(Collected data entries)
+-------+

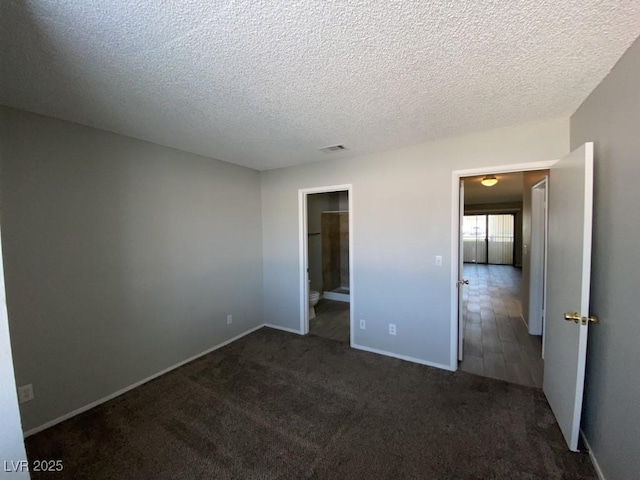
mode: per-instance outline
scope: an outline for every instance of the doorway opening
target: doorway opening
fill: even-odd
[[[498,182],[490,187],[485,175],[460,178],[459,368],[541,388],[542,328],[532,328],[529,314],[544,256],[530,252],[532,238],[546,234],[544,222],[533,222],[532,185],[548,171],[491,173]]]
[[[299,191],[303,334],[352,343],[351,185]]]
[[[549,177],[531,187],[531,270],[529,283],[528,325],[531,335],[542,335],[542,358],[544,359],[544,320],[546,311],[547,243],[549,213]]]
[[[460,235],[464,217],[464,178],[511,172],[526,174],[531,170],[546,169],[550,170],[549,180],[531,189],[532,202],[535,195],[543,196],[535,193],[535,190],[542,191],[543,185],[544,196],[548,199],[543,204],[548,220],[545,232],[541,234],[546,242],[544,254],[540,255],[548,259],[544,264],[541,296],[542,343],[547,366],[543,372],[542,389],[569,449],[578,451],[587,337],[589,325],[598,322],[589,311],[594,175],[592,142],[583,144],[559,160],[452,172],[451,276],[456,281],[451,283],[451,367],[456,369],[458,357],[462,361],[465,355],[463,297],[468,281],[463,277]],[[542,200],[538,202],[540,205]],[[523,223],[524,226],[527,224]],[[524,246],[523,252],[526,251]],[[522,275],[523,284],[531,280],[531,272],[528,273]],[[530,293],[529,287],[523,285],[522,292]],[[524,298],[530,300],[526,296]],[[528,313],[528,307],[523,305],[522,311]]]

+-------+

- [Task description]: Return the records above exactly as written, but without any of the pictures.

- [Your solution]:
mode: per-instance outline
scope: an outline for every instance of the doorway opening
target: doorway opening
fill: even-odd
[[[498,182],[490,187],[485,175],[460,178],[459,368],[541,388],[542,328],[532,328],[529,314],[544,256],[530,252],[532,238],[546,234],[544,222],[533,222],[532,185],[548,171],[491,173]]]
[[[299,191],[303,334],[352,343],[351,185]]]
[[[549,177],[531,187],[531,270],[529,283],[528,325],[531,335],[542,335],[542,358],[544,359],[544,320],[546,311],[547,243],[549,213]]]
[[[460,235],[464,217],[464,178],[511,172],[526,174],[531,170],[546,169],[550,170],[549,180],[531,189],[532,202],[535,195],[543,196],[535,193],[535,190],[542,191],[543,185],[544,196],[548,199],[543,204],[548,220],[545,232],[541,234],[546,242],[544,254],[540,255],[548,259],[544,264],[541,296],[542,343],[547,366],[543,372],[542,389],[569,449],[578,451],[587,337],[589,325],[598,322],[589,311],[594,175],[592,142],[583,144],[559,160],[452,172],[451,276],[456,281],[451,283],[451,367],[456,369],[458,357],[462,361],[465,355],[463,297],[468,281],[463,277]],[[542,200],[538,202],[540,205]],[[523,223],[524,226],[527,224]],[[524,246],[523,252],[526,251]],[[522,275],[523,284],[531,280],[531,272],[528,273]],[[530,293],[529,287],[523,285],[522,292]],[[524,298],[530,300],[526,296]],[[528,313],[528,307],[523,305],[522,311]]]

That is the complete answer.